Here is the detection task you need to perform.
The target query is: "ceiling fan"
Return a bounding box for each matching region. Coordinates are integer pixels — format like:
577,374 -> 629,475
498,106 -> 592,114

(Description of the task): Reproduce the listing above, substituting "pendant light" for every occurrence of "ceiling fan" and leaving all other text unchanged.

(Correct result):
Here is the detection task you need to perform.
The target query is: "pendant light"
Return a bounding box for each matching region. Coordinates are integer pixels — format like:
577,374 -> 629,475
498,106 -> 592,114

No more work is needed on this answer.